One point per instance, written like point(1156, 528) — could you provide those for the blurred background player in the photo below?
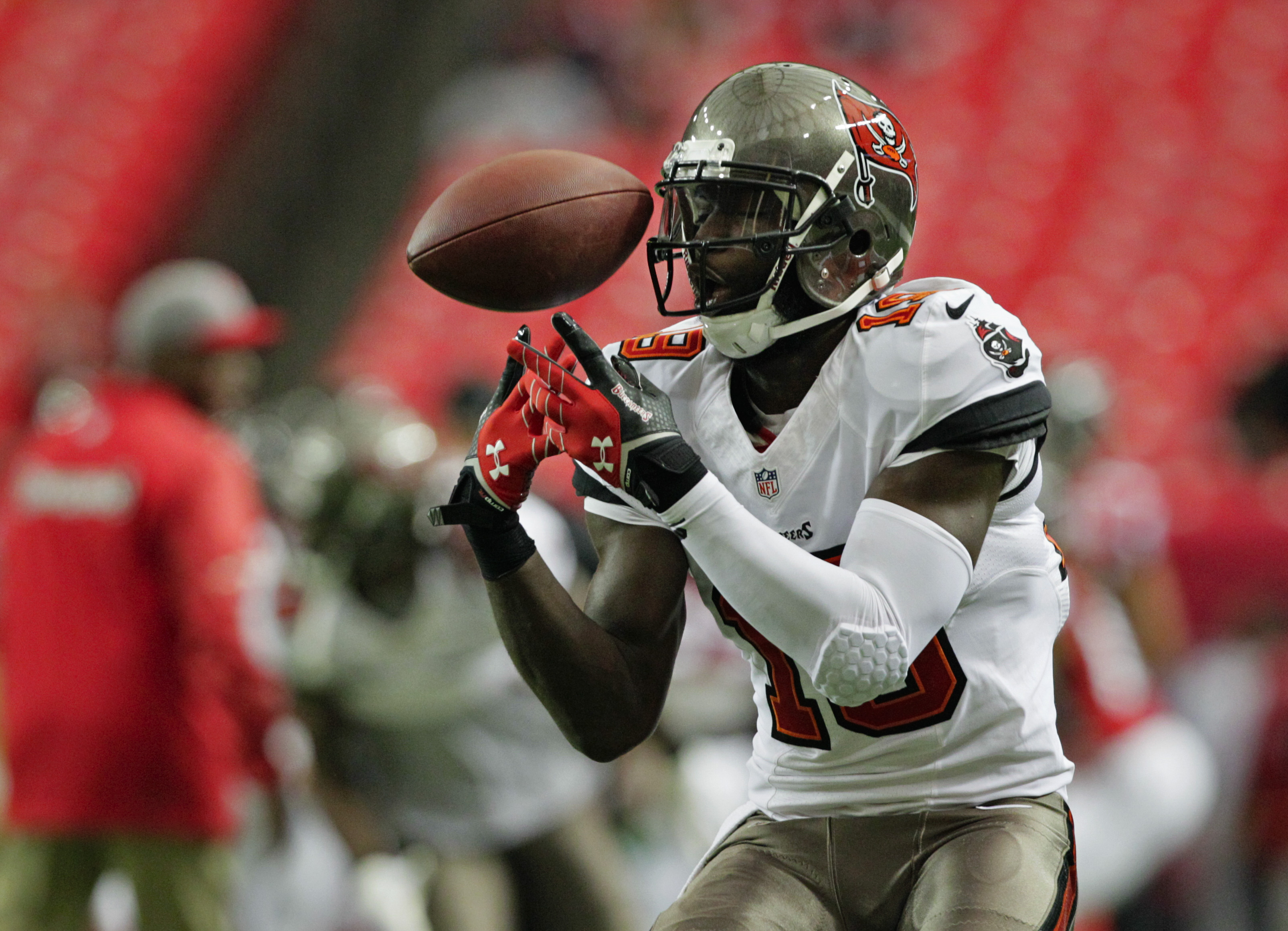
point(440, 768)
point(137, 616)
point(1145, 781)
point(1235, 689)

+ + +

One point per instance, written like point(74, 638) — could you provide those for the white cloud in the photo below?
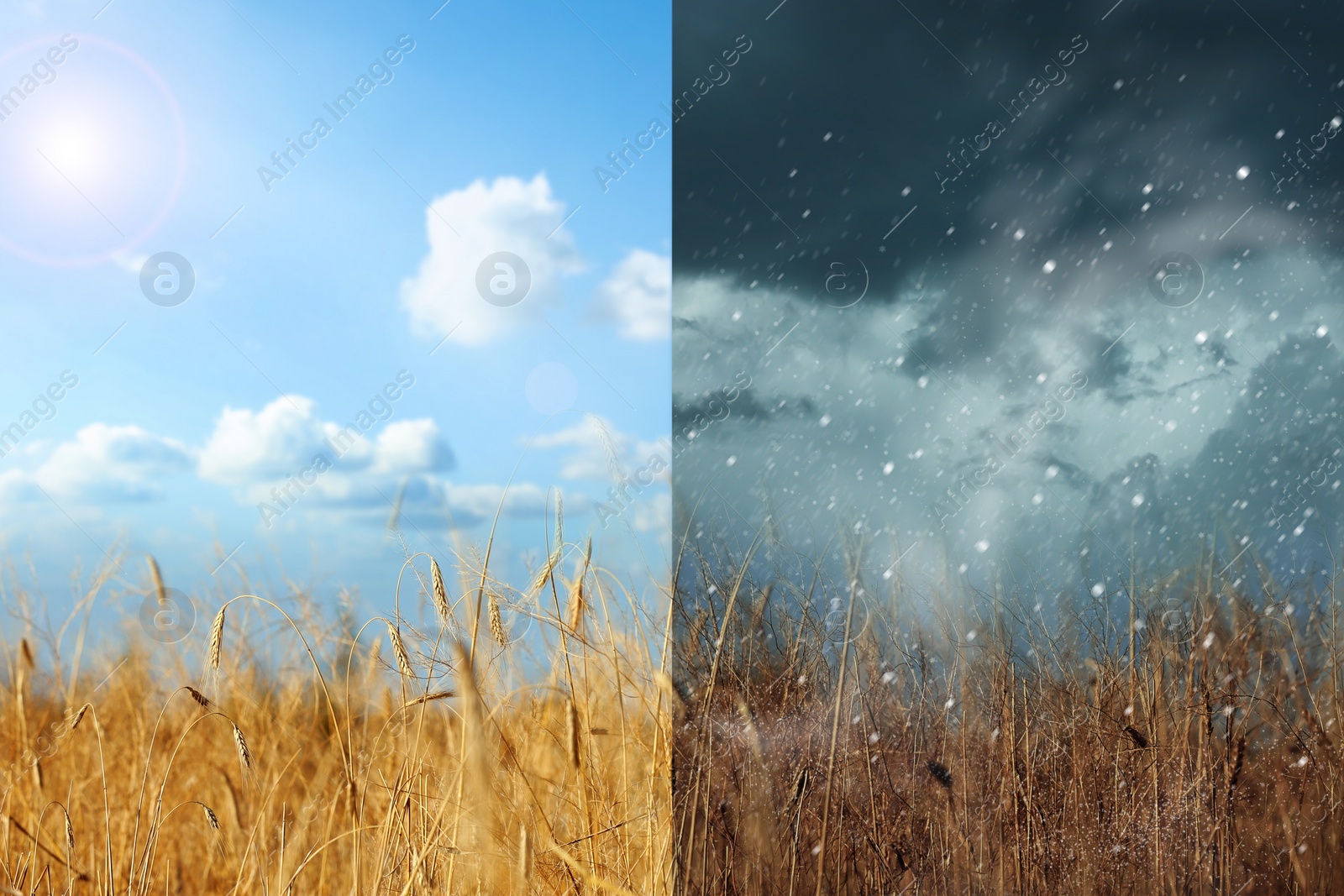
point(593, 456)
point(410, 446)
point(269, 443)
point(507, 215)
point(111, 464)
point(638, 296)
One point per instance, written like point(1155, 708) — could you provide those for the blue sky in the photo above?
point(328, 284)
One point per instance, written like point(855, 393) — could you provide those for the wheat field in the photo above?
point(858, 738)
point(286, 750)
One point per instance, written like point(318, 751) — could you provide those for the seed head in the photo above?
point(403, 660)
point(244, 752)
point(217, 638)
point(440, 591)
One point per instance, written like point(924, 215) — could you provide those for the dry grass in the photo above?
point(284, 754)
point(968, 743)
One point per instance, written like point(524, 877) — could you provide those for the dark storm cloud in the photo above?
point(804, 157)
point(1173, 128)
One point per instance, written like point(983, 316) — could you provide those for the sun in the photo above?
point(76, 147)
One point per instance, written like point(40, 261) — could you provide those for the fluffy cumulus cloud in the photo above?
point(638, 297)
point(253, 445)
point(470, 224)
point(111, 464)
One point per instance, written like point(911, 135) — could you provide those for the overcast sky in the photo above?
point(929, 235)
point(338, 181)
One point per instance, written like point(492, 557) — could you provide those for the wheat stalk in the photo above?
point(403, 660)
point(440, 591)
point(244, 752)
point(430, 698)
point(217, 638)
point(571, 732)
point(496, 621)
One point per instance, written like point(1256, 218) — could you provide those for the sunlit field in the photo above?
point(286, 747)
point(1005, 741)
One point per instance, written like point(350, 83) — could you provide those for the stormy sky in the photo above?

+ + +

WRITTEN EXERCISE -> Could you put the lines of the listing above into a numbered list, beginning at the line that has "One point per instance, written like point(318, 751)" and stopping after the line that has "point(76, 147)", with any blank lines left out?

RESPONSE TO THIS TASK ->
1. One point per instance, written like point(318, 751) — could you provide those for the seed head in the photo above?
2. point(403, 660)
3. point(244, 752)
4. point(217, 638)
5. point(440, 591)
6. One point per instance, written like point(924, 215) — could you provide those for the dry grass in the photo above?
7. point(284, 754)
8. point(968, 743)
9. One point per instance, written like point(524, 877) — could you provide those for the dark storm cloud in the photo above?
10. point(804, 157)
11. point(1173, 128)
12. One point per instance, written like point(983, 316) — could you provide those for the sun in the photo above?
13. point(76, 147)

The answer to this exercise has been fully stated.